REQUIRED ACTION »
Reproduce the section of the listing that begins at the line containing "[[51, 371]]" and finishes at the line containing "[[183, 140], [222, 40]]". Include both end lines and nothing beyond them.

──────────────────────────────

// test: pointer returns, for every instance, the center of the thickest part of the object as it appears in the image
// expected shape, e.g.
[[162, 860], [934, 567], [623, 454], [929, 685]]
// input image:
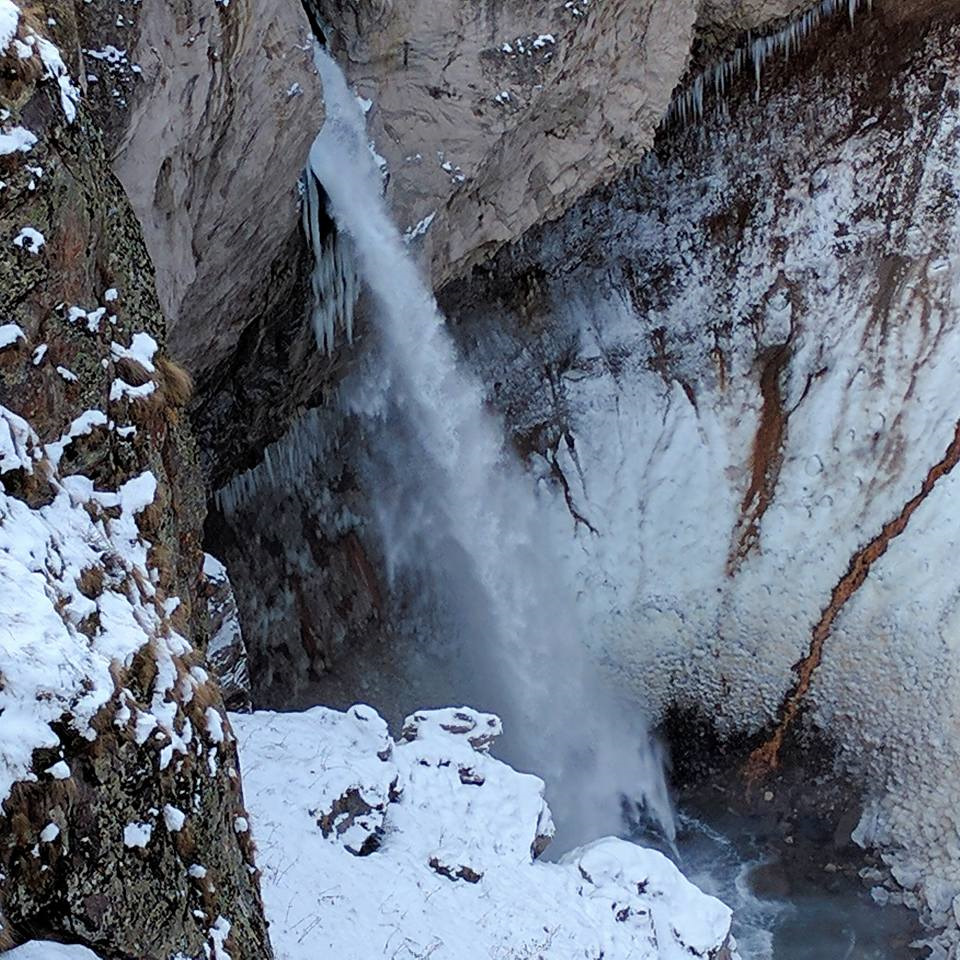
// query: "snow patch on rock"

──────────────────────────────

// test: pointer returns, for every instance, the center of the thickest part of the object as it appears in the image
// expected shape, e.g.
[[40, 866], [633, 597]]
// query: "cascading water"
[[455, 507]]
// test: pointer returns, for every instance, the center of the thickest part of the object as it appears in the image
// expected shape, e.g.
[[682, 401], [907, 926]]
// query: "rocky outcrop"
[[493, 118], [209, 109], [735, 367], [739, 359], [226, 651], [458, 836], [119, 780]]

──────────────────────────────

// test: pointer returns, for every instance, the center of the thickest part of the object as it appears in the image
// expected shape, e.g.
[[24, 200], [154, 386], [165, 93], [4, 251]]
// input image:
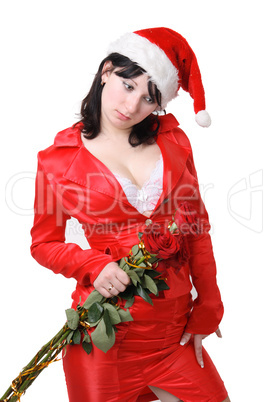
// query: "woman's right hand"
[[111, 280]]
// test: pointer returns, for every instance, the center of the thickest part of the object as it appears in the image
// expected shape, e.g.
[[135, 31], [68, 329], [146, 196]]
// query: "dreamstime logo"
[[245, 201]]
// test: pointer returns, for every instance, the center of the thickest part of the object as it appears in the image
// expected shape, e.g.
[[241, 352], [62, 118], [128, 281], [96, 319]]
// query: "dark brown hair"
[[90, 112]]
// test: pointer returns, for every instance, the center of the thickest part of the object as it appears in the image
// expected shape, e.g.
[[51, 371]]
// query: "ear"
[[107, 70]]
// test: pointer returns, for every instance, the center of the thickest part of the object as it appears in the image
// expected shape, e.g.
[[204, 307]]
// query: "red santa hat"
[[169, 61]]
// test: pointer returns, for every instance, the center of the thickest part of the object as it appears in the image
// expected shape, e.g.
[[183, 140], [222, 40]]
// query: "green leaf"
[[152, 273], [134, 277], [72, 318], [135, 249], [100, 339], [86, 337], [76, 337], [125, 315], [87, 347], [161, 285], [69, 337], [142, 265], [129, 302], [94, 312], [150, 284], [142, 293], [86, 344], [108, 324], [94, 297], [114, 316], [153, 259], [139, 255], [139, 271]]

──────────────────────────────

RESPONSE »
[[51, 371]]
// query: "ear"
[[107, 70]]
// test: pointer returns, for every instance, the center of the thickest part of the object as it appears in the image
// expected shape, e.g.
[[204, 307]]
// query: "red santa hat"
[[169, 61]]
// test: pointer returns, for every instance, the center of the thickest part of the object as it appears in the image
// expected shape, e.g.
[[183, 140], [222, 40]]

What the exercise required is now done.